● EXERCISE INSTRUCTIONS:
Rewrite the material from its first line through the line containing "[[211, 48], [710, 59], [473, 58]]", both included, keeping every line with its requests. Raise each point coordinate in the answers by 150, and leave the numbers in the requests and their sample forms unchanged.

● EXTRACTED ENTRIES:
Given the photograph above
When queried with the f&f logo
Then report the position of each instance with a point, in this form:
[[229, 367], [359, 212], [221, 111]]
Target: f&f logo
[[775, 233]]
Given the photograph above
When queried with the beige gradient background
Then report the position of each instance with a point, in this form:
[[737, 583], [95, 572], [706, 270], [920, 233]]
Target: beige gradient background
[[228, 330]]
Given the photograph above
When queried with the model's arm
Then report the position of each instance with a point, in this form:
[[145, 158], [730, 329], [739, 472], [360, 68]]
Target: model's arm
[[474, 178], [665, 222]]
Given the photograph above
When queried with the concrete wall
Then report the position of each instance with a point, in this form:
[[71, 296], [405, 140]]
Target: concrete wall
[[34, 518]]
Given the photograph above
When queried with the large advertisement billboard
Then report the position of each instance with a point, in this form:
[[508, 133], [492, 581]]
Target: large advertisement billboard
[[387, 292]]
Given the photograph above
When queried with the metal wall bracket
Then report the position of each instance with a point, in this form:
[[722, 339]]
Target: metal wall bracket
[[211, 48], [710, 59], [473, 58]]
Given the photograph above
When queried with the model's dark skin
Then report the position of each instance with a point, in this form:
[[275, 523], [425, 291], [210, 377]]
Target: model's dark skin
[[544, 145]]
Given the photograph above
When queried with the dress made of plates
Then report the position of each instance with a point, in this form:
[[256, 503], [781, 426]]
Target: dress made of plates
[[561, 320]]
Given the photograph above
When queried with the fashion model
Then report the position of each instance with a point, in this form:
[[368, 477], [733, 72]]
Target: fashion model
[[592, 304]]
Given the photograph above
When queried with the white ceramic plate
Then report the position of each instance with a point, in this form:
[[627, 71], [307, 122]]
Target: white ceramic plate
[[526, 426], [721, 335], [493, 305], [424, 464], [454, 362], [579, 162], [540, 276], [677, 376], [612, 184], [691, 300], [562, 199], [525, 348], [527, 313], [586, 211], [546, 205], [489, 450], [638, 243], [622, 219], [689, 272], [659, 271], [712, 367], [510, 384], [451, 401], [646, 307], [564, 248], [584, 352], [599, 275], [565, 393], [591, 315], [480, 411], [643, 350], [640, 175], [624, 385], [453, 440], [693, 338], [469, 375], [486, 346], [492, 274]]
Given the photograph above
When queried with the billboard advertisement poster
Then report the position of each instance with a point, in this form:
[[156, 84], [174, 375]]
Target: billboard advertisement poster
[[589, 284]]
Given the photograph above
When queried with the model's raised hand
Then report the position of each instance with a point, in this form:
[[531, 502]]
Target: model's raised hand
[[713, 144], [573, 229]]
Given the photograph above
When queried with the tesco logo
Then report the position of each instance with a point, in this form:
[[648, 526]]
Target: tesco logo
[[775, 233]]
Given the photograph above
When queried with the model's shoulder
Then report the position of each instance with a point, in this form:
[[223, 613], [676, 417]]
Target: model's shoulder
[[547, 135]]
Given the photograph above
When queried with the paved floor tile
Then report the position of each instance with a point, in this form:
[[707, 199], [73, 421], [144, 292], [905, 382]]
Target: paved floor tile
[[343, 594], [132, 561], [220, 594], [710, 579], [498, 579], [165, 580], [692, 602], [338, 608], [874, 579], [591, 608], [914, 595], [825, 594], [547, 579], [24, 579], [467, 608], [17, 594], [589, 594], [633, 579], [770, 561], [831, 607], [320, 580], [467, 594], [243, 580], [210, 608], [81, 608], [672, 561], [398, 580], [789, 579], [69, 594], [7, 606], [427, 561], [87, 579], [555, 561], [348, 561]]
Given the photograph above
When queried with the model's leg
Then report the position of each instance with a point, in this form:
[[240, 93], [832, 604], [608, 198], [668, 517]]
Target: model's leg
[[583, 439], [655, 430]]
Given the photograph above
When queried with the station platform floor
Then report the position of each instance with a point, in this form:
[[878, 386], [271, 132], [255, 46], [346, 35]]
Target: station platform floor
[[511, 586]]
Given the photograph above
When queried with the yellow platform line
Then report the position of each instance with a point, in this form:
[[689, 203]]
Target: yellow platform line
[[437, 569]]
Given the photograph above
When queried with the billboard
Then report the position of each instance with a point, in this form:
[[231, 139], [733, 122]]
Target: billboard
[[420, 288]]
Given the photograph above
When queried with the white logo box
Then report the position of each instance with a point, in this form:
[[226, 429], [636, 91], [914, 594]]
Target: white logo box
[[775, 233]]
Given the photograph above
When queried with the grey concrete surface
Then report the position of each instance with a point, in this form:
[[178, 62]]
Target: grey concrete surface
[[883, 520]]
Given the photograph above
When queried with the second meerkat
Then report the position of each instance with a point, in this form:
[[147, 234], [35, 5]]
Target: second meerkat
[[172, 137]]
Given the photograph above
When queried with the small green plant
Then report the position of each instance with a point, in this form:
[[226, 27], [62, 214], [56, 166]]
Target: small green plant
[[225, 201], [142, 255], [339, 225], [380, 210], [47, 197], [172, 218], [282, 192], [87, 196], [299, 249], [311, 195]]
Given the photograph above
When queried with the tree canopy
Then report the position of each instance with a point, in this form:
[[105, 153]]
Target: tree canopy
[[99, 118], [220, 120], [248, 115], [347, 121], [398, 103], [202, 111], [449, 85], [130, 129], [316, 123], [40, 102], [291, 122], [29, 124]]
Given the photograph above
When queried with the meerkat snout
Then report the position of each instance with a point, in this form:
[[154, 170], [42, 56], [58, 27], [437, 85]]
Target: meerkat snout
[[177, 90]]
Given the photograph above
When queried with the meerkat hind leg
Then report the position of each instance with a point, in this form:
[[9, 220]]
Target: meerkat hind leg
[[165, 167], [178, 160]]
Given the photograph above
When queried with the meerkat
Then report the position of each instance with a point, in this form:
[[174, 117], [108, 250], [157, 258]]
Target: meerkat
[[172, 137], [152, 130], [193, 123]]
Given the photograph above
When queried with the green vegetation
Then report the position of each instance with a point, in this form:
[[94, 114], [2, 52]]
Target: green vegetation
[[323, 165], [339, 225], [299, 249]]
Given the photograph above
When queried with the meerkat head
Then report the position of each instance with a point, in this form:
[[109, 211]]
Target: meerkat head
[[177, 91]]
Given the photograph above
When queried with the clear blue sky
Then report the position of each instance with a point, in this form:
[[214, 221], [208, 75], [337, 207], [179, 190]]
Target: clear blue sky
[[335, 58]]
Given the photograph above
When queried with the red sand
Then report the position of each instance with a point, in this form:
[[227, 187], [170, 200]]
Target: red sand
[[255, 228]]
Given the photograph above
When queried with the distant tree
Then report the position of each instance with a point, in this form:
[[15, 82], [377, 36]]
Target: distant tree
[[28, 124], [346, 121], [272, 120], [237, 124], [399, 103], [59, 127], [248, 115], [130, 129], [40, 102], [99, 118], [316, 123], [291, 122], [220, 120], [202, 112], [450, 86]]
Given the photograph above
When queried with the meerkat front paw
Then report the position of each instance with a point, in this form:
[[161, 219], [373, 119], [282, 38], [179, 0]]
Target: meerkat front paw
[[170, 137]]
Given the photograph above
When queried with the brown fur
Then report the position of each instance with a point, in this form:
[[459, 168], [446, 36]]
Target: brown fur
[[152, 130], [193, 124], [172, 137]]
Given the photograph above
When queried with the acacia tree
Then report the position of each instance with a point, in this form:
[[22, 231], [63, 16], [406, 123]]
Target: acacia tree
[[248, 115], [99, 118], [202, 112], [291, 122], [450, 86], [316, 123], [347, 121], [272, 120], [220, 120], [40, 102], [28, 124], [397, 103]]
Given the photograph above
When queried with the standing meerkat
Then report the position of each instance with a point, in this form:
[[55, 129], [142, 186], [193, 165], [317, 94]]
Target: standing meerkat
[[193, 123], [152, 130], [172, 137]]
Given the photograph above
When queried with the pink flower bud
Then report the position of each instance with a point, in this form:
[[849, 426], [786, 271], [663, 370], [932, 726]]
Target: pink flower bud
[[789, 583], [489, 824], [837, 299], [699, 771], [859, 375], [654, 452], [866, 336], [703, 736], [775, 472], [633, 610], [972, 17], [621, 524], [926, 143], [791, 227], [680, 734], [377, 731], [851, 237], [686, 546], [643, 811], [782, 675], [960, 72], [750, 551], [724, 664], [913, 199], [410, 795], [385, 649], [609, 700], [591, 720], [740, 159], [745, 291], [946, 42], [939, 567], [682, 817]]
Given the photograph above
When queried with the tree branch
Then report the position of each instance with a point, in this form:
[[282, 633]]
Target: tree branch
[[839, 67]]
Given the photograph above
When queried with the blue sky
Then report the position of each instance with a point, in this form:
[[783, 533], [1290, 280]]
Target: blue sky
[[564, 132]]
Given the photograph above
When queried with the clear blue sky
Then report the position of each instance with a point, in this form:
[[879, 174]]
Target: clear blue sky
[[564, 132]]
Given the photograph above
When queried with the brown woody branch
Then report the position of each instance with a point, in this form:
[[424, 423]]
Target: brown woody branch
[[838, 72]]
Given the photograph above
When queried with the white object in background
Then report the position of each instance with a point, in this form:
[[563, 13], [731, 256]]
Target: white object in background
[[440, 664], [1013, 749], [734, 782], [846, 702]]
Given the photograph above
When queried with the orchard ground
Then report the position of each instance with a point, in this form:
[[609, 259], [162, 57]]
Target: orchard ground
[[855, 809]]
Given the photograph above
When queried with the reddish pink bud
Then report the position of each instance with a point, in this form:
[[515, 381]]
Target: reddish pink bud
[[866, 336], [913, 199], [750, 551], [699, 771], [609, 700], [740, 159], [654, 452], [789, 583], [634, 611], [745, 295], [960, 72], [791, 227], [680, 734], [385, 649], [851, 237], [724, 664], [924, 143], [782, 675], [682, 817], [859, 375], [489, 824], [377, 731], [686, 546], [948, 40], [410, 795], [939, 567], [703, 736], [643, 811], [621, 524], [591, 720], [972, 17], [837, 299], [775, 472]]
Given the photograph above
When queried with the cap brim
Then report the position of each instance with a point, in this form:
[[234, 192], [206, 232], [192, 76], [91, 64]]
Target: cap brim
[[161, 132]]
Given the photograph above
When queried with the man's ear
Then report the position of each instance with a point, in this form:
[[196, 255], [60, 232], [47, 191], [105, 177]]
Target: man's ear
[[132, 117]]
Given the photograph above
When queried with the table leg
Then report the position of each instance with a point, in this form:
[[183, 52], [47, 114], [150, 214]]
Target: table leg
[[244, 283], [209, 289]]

● THE SOLUTION:
Given the photograph above
When queried with the f&f logo
Then report the position of each instance with a point, in this form:
[[229, 367], [359, 212], [221, 111]]
Target: f&f logo
[[925, 383]]
Given the photograph above
When queried with the beige gradient background
Then report the position of each instance with a point, in this form:
[[737, 583], [95, 572], [706, 270], [920, 233]]
Target: beige gradient background
[[378, 480]]
Given the photograph above
When queried with the model's arm
Then report the position of each instance with a point, in this form:
[[145, 158], [730, 329], [739, 472], [360, 68]]
Target: model's arm
[[624, 328], [815, 372]]
Given the photograph above
When queried with the concrete wall
Then report the position of each instance with a point, in this form:
[[71, 296], [405, 140]]
Target: concrete wall
[[184, 668]]
Given the photograph above
When queried with the large advertisement billboard
Then report the position of each instance with a point, in this form:
[[508, 133], [492, 581]]
Target: large advertisement billboard
[[537, 442]]
Given the photograph above
When queried with the metal wall bracket
Then report the position of each instance with a point, in this form:
[[722, 339]]
Target: metal wall bracket
[[361, 198], [860, 209], [623, 208]]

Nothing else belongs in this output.